═════ DATA ENTRIES

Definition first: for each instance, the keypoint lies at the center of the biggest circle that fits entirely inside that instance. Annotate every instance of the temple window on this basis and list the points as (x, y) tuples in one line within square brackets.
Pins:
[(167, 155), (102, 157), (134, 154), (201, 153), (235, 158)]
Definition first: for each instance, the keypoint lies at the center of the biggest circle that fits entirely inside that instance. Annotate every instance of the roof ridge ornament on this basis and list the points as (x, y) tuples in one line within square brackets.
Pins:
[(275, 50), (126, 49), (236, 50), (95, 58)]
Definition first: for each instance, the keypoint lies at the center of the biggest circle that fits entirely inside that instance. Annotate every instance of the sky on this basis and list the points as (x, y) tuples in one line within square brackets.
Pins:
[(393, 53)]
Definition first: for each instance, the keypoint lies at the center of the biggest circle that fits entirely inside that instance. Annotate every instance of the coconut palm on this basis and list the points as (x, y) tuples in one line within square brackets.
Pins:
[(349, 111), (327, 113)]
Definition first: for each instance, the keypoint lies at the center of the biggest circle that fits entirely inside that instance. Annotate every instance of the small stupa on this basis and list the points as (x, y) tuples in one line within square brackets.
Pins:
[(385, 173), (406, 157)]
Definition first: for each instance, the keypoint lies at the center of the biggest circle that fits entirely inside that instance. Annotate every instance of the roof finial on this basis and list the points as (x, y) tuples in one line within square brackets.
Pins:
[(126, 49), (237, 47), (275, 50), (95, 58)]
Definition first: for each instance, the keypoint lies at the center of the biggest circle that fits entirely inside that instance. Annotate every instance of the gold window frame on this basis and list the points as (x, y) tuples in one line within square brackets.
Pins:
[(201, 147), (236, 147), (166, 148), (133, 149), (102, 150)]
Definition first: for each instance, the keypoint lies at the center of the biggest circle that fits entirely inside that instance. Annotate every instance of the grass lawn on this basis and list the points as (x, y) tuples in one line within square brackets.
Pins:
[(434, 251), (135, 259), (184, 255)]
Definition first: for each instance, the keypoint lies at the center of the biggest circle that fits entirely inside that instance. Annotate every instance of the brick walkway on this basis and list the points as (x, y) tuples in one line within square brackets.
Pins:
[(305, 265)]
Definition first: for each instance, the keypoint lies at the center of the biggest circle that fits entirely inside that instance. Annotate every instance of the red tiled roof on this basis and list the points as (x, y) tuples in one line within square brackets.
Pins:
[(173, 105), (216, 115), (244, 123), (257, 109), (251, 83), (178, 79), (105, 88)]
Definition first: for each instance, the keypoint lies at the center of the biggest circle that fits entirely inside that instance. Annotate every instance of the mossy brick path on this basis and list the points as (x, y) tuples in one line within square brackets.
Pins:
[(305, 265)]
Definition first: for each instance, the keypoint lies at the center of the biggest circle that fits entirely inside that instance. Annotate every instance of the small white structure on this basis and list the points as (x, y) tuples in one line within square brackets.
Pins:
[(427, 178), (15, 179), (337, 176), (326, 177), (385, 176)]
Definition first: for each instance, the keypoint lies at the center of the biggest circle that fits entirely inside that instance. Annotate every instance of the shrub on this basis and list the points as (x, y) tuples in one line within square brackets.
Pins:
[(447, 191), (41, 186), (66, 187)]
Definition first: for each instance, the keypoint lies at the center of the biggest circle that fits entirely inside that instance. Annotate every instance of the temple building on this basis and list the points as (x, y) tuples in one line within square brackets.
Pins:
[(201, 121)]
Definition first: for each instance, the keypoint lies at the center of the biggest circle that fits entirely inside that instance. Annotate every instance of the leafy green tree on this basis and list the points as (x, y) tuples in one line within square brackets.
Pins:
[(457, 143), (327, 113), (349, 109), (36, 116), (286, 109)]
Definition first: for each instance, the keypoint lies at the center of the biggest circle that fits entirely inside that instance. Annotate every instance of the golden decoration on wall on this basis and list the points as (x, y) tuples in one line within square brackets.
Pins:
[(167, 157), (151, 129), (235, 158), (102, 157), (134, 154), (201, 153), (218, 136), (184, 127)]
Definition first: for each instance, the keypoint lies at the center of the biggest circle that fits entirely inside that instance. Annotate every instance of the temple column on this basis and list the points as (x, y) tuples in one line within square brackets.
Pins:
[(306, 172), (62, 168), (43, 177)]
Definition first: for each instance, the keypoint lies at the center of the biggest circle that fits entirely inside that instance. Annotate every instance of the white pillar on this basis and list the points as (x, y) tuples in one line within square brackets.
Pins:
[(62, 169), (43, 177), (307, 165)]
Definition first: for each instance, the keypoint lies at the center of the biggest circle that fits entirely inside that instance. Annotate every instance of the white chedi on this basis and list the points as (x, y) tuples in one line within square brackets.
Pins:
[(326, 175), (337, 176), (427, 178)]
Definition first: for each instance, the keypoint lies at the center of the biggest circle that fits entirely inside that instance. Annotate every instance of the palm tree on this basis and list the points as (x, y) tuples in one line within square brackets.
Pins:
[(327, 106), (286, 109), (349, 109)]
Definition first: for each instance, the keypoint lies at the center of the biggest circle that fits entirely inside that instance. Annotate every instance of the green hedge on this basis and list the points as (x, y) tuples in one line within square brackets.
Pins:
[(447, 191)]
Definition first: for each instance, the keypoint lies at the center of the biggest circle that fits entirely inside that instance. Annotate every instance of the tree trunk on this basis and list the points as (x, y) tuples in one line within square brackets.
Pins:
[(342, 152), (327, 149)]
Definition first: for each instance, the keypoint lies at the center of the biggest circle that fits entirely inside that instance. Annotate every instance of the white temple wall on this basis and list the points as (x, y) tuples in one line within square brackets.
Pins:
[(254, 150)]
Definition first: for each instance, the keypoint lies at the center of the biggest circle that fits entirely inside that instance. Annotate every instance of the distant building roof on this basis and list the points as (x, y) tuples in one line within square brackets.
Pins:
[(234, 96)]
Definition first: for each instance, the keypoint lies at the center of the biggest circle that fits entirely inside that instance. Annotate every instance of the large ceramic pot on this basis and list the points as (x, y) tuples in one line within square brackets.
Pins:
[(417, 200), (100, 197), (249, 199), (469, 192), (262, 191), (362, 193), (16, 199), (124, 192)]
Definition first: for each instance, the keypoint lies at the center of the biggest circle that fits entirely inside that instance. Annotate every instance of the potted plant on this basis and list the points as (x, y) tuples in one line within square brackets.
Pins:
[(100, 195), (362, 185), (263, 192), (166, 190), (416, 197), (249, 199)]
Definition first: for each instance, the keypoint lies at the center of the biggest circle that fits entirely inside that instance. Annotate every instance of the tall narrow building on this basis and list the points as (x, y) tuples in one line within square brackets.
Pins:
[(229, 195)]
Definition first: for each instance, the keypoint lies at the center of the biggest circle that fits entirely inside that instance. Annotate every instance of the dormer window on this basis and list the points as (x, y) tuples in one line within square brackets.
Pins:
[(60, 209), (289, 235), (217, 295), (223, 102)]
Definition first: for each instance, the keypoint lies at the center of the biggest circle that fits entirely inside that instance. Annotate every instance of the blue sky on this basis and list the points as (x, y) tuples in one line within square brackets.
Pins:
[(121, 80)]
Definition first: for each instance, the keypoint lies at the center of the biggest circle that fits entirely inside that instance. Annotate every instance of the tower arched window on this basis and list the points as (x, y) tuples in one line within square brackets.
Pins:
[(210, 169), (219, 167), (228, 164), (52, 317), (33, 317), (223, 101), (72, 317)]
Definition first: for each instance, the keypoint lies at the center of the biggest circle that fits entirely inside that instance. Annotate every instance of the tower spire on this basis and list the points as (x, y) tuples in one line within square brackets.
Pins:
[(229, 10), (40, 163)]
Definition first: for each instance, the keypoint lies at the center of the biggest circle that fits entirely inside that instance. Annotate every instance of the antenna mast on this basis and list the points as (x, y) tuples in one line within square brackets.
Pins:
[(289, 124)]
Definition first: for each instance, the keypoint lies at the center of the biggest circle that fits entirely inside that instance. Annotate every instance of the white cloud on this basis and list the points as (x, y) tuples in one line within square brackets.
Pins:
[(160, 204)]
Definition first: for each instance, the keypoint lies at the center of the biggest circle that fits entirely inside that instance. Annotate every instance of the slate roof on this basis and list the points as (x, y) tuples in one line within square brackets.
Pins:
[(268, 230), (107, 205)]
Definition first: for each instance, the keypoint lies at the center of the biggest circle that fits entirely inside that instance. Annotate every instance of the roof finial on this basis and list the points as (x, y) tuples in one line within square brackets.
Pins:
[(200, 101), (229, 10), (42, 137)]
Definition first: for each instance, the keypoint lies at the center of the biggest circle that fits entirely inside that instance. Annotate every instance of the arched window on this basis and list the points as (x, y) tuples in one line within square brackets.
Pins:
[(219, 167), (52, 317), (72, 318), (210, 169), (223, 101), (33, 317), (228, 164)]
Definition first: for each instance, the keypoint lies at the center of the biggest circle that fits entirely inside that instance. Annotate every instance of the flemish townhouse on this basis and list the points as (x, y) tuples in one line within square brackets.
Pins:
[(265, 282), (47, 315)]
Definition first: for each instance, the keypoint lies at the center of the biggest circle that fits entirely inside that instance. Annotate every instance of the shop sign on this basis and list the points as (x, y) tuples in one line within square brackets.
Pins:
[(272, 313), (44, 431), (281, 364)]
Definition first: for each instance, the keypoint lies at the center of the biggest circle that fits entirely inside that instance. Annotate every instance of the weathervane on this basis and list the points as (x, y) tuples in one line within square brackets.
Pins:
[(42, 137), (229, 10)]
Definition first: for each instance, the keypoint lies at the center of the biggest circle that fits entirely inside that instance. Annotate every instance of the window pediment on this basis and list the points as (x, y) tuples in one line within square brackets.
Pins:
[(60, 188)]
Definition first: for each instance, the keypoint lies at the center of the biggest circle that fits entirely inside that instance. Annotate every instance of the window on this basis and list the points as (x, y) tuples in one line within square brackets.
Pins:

══════════

TASK DETAILS –
Rewrite the part of the rows that opens with the line containing "the window pediment" and continues through the end of the rows, including the requests. Multiply every point coordinate in the answers by 2.6 and round to whole numbers, with halves rounding up, but leave any numbers in the requests and their format samples unchanged.

PROBLEM SOLUTION –
Definition first: for each instance, the keypoint lies at the center of the biggest circle that fits entirely inside that instance. Annotate every instance of the window pediment on this basis and list the points as (x, y) tuples in one line within square brackets.
Pins:
[(156, 489)]
Definition first: for each instance, the keypoint lies at the center of the biggest circle that fits entirely inside that instance. Annotate every instance of the window on this basis and list the points as (x, y) tuples in one line within square brackets.
Pins:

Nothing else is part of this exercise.